● 引用段落
决策树是一种非常经典的分类器,它的作用原理有点类似于我们玩的猜谜游戏。比如猜一个动物:
问:这个动物是陆生动物吗?
答:是的。
问:这个动物有鳃吗?
答:没有。
这样的两个问题顺序就有些颠倒,因为一般来说陆生动物是没有鳃的(记得应该是这样的,如有错误欢迎指正)。所以玩这种游戏,提问的顺序很重要,争取每次都能够获得尽可能多的信息量。
AllElectronics顾客数据库标记类的训练元组 | |||||
RID | age | income | student | credit_rating | Class: buys_computer |
1 | youth | high | no | fair | no |
2 | youth | high | no | excellent | no |
3 | middle_aged | high | no | fair | yes |
4 | senior | medium | no | fair | yes |
5 | senior | low | yes | fair | yes |
6 | senior | low | yes | excellent | no |
7 | middle_aged | low | yes | excellent | yes |
8 | youth | medium | no | fair | no |
9 | youth | low | yes | fair | yes |
10 | senior | medium | yes | fair | yes |
11 | youth | medium | yes | excellent | yes |
12 | middle_aged | medium | no | excellent | yes |
13 | middle_aged | high | yes | fair | yes |
14 | senior | medium | no | excellent | no |
以AllElectronics顾客数据库标记类的训练元组为例。我们想要以这些样本为训练集,训练我们的决策树模型,以此来挖掘出顾客是否会购买电脑的决策模式。

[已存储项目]
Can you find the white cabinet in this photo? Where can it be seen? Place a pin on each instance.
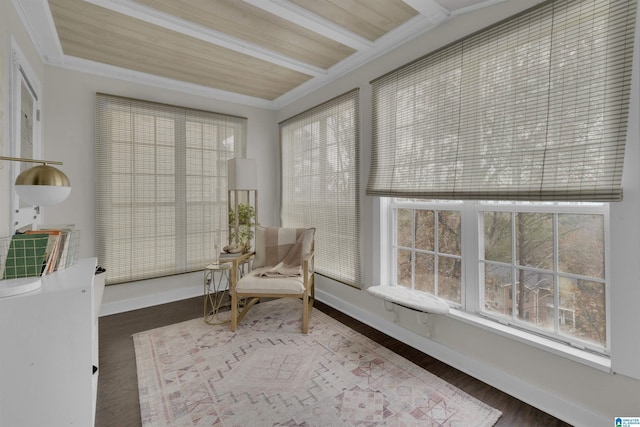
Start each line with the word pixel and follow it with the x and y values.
pixel 48 350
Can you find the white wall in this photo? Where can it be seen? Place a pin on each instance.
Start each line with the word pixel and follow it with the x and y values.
pixel 69 137
pixel 584 394
pixel 10 25
pixel 575 392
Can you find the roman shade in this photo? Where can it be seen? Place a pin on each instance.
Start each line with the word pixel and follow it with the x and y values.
pixel 533 108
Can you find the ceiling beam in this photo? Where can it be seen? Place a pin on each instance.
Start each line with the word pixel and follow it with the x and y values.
pixel 312 22
pixel 430 9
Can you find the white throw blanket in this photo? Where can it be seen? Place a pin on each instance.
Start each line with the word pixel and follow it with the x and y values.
pixel 277 243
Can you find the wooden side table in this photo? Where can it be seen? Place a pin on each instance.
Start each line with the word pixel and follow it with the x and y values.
pixel 213 294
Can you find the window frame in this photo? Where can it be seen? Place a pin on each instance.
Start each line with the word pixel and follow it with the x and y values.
pixel 472 288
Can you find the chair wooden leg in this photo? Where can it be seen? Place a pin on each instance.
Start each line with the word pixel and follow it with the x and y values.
pixel 305 314
pixel 234 311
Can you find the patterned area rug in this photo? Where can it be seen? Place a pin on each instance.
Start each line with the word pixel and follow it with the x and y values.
pixel 268 373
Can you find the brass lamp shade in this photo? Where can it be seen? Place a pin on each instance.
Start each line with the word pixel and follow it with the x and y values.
pixel 43 185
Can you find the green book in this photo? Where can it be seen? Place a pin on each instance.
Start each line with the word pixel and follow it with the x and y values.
pixel 26 256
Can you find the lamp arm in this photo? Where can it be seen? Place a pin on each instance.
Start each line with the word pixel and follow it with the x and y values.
pixel 22 159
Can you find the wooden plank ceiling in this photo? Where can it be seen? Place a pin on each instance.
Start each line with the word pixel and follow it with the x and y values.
pixel 262 49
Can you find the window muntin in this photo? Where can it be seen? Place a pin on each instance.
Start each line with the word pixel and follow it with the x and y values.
pixel 539 267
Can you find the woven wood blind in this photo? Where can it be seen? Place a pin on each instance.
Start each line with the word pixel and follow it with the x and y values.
pixel 533 108
pixel 161 196
pixel 320 183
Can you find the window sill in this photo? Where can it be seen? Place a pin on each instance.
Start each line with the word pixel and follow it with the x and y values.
pixel 596 361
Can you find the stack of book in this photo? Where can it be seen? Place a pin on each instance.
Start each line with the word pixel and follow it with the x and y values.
pixel 40 252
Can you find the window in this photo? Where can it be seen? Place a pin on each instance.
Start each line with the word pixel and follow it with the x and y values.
pixel 428 249
pixel 533 108
pixel 540 267
pixel 162 186
pixel 320 183
pixel 530 113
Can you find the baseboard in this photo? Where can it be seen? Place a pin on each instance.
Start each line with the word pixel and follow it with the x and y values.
pixel 534 396
pixel 135 303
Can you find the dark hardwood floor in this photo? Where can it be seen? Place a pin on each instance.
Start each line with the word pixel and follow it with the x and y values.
pixel 118 404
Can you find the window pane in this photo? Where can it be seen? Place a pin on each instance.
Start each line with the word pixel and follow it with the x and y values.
pixel 450 279
pixel 581 244
pixel 424 230
pixel 425 278
pixel 404 235
pixel 534 240
pixel 404 268
pixel 583 310
pixel 497 289
pixel 449 237
pixel 535 298
pixel 497 236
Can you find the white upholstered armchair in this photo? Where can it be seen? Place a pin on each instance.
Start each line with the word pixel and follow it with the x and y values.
pixel 283 266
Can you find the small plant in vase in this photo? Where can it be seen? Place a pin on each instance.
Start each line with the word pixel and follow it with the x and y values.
pixel 246 222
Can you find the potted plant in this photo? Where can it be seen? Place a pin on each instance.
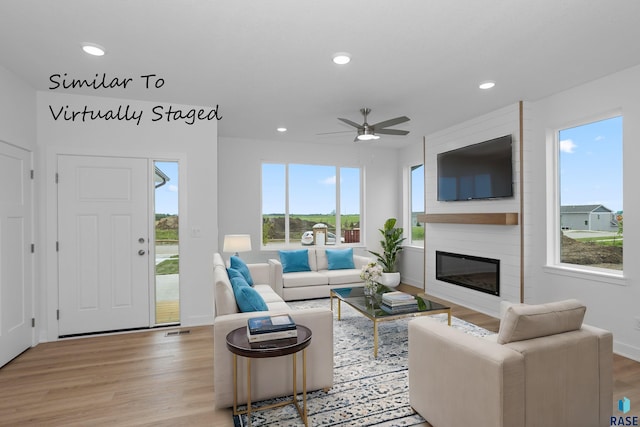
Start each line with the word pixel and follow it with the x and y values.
pixel 391 245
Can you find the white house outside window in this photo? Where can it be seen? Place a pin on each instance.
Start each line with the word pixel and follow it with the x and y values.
pixel 590 188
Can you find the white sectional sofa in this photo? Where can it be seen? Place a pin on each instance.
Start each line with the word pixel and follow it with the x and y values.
pixel 319 279
pixel 271 377
pixel 544 368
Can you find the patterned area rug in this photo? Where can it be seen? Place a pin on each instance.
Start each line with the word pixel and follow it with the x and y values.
pixel 366 391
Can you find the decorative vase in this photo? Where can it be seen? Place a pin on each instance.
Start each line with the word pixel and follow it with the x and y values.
pixel 390 280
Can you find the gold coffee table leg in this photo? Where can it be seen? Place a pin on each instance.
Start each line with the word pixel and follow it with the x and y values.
pixel 235 384
pixel 304 386
pixel 249 390
pixel 375 338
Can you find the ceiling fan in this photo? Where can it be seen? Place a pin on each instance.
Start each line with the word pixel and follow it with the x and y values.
pixel 367 132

● 练习任务
[1] 请将引用段落中以"这样的两个问题顺序"开头的那一段改写得更简短,并保留其主要内容。
[2] 引用段落把决策树的作用原理比作哪种游戏?
[3] 在引用段落的表格中,找出 Class: buys_computer 一栏为 no 的全部元组,并列出它们的 RID。

● 练习答案
[1] 这两个问题的顺序有些颠倒,因为陆生动物一般没有鳃。所以玩这类游戏时,提问顺序很重要,应争取每次提问都获得尽可能多的信息量。

[2] 猜谜游戏。

[3] 1、2、6、8、14